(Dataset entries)

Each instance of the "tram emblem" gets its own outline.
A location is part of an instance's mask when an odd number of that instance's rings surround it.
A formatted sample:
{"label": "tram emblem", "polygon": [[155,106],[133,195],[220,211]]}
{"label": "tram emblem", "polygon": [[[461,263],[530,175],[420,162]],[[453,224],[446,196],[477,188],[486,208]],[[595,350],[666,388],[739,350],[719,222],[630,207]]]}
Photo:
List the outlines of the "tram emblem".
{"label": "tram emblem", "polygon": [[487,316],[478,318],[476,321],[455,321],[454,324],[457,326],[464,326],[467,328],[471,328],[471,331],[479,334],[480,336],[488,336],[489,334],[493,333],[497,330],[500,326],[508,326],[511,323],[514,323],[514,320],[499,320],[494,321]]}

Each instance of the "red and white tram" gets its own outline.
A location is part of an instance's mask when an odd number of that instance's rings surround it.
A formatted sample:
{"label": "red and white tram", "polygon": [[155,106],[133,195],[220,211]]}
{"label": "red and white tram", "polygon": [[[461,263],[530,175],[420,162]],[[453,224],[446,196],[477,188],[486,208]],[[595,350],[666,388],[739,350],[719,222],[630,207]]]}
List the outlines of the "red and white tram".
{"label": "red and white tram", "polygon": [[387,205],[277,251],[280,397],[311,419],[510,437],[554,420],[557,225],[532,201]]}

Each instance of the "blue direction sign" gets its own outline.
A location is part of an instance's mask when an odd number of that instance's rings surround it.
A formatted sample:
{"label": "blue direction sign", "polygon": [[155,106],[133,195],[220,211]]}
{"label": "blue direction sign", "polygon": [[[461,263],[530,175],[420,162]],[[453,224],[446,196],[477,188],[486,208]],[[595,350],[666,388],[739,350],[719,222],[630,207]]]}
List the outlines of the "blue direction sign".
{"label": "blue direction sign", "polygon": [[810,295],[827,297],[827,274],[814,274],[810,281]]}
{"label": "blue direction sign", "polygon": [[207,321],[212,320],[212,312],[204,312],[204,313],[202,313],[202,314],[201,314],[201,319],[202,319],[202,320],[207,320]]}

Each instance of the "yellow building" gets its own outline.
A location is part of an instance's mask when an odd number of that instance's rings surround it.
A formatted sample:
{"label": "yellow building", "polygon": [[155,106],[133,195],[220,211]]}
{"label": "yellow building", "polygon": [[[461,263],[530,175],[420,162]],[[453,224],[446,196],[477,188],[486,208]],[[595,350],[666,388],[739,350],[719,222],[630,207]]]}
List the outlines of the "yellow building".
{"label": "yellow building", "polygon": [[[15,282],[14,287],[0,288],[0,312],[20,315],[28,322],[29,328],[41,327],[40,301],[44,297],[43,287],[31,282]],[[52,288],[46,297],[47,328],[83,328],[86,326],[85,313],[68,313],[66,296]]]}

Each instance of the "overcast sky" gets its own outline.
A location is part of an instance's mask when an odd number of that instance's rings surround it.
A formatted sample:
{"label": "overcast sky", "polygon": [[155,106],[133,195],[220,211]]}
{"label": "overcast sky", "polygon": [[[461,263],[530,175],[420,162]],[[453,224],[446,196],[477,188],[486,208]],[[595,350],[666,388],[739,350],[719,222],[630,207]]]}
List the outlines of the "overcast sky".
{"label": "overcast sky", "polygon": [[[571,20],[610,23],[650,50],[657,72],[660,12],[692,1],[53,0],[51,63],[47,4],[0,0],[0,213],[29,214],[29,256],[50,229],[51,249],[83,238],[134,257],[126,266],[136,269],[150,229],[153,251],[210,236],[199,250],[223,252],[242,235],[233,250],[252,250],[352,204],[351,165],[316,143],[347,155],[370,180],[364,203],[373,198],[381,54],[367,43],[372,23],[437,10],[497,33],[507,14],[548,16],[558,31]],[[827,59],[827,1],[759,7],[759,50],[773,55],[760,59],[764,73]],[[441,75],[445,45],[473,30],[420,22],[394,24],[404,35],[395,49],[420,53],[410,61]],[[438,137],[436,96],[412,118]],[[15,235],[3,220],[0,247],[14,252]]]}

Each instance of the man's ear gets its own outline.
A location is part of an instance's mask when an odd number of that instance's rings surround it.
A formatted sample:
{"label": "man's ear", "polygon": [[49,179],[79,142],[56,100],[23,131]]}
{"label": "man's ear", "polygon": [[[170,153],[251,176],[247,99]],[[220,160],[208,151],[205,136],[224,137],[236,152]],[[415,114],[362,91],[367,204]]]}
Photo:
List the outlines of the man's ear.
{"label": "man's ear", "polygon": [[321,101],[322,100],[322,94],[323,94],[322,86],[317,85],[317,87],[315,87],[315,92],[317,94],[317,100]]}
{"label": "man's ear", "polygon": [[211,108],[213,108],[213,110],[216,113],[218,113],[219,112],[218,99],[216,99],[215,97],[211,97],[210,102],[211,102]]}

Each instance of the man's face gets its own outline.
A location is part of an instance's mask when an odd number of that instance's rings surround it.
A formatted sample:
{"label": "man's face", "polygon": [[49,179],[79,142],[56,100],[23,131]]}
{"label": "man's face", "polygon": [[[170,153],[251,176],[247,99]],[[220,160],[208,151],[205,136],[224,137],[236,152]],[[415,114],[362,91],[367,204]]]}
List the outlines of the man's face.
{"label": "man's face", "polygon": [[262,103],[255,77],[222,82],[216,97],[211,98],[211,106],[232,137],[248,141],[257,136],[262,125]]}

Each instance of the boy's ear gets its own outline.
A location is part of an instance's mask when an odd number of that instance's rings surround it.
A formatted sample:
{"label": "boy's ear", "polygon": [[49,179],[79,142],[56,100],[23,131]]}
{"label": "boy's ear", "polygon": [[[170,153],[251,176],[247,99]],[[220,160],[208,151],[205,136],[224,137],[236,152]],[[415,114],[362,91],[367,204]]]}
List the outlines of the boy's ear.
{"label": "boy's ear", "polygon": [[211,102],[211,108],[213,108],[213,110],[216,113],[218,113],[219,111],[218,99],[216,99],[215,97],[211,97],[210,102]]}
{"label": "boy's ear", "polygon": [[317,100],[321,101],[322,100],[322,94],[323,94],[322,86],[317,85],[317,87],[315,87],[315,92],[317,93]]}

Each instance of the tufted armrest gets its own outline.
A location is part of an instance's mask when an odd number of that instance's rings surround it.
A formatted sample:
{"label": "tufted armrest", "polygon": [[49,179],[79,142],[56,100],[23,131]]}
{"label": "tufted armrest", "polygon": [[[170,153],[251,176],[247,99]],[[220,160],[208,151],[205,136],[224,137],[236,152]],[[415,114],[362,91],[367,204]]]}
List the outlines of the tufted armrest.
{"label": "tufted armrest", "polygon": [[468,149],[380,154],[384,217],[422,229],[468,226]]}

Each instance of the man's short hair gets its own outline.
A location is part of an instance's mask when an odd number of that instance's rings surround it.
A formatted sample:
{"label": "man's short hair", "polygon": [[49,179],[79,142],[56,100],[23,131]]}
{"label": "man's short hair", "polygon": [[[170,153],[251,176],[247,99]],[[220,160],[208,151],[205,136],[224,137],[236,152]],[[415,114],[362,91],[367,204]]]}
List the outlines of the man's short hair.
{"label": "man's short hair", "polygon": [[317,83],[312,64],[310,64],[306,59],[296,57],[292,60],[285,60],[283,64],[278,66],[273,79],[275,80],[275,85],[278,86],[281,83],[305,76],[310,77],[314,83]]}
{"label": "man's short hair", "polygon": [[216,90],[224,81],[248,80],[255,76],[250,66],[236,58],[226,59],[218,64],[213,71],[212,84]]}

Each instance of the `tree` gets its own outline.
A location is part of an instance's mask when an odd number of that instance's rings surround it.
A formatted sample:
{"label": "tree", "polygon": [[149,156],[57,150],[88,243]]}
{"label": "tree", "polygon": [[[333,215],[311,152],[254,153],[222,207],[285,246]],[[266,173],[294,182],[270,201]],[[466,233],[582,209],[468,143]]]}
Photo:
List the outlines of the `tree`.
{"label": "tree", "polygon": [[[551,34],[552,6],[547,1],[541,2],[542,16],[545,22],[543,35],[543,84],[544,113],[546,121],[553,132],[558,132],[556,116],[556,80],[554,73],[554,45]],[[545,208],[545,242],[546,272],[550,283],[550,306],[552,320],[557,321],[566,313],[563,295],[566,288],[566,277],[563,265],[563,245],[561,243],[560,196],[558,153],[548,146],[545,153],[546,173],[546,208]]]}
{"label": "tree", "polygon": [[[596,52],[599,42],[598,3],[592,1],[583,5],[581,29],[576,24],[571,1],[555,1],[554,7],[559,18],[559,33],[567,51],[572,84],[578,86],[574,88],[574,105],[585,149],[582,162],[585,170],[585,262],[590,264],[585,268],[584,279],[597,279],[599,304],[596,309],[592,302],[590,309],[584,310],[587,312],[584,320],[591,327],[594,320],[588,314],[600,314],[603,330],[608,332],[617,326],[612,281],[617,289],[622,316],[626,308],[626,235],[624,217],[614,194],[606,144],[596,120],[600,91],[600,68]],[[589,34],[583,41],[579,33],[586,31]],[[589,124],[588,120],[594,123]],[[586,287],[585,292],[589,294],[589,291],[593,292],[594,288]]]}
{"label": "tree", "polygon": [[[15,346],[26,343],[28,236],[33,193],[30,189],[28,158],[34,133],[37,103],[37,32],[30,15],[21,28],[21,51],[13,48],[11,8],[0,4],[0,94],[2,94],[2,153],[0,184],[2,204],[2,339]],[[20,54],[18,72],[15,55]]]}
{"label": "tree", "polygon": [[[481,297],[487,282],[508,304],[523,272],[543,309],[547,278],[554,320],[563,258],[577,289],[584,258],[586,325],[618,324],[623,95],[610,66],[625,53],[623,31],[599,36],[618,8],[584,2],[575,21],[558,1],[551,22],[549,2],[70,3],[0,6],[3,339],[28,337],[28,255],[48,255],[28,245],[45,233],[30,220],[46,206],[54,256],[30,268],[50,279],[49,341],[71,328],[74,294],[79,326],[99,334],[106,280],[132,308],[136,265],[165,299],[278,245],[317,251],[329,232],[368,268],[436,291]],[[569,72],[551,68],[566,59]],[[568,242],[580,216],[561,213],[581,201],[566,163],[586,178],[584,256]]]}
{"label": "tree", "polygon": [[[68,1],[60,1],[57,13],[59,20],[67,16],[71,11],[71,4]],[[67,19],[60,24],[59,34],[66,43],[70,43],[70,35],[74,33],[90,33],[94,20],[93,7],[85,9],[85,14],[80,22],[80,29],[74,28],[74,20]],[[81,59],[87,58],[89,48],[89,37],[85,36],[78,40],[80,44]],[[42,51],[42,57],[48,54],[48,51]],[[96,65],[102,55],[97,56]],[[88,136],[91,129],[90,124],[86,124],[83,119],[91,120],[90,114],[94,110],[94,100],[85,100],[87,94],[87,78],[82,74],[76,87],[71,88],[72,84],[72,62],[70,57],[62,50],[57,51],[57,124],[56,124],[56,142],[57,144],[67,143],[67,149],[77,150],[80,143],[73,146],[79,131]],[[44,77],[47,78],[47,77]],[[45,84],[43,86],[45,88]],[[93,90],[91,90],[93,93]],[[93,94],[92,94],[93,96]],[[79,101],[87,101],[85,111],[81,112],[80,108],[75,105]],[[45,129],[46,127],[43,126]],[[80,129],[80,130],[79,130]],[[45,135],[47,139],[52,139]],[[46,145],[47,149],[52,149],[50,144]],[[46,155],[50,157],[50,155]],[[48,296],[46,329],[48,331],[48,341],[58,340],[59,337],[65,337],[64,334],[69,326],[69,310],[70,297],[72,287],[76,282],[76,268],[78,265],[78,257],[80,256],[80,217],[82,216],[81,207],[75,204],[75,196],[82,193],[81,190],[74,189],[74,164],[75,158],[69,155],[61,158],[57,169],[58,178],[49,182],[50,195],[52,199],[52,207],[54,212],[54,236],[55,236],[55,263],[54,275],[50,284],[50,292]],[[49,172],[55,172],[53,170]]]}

Required work: If a line in the records holds the string "Each", copy it.

Worked solution:
Each instance of the "tram emblem" gets its own outline.
Each instance of the "red and white tram" gets its own outline.
Each instance of the "blue direction sign" gets its own outline.
Each instance of the "yellow building" gets its own outline.
Each instance of the "overcast sky" gets its own outline.
Each instance of the man's ear gets its own outline.
Each instance of the man's face gets its own outline.
Each instance of the boy's ear gets its own outline.
Each instance of the tufted armrest gets its own outline.
Each instance of the man's short hair gets its own outline.
Each instance of the `tree` gets its own outline.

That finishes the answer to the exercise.